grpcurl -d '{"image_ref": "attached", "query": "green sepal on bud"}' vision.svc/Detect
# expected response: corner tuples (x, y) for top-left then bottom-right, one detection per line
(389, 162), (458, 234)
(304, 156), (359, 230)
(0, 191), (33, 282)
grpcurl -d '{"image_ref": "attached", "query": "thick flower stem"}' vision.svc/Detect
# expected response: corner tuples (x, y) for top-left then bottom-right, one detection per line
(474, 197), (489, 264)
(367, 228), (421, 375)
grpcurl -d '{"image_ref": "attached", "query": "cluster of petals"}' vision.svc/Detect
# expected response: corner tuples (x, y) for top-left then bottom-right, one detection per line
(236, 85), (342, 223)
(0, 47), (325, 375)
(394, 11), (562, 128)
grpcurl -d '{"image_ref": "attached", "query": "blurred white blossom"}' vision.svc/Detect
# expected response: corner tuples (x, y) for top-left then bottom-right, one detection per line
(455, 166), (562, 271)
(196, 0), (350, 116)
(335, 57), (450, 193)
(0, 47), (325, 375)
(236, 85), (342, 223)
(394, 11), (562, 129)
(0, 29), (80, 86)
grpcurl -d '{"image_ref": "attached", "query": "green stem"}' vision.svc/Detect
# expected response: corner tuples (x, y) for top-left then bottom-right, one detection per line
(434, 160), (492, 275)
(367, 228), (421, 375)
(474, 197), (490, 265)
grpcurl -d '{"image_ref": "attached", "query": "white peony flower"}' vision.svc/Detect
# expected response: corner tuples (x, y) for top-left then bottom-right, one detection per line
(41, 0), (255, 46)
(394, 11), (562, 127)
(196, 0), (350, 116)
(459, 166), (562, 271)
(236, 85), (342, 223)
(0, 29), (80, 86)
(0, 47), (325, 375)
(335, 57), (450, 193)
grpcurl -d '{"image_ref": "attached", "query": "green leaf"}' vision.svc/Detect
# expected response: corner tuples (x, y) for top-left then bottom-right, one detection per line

=======

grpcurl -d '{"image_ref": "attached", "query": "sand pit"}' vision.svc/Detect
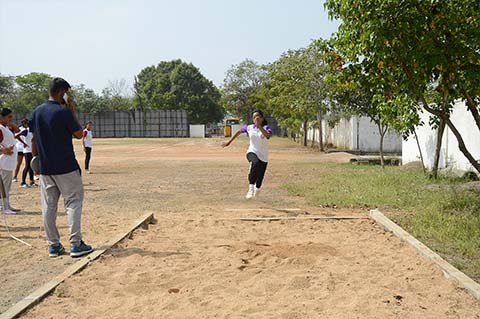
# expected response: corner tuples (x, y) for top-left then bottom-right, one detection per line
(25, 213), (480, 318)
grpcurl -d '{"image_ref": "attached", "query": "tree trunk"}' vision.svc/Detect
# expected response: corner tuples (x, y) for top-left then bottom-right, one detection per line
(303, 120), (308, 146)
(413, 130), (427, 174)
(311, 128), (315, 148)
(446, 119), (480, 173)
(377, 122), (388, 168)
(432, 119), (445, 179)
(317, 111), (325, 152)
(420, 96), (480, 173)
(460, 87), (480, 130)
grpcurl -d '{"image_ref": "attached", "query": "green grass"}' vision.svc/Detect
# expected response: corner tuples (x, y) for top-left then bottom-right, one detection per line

=======

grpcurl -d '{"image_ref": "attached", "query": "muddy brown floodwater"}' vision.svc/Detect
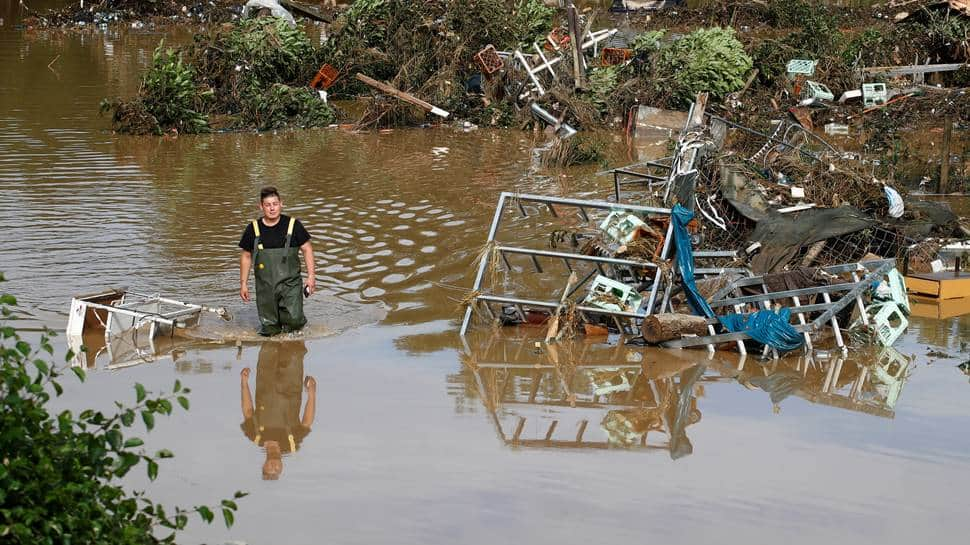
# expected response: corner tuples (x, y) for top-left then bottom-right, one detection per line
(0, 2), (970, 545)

=======

* **AIM**
How many of the lines above contain the string "flower"? Reply with the number alone.

* **FULL RESPONSE**
2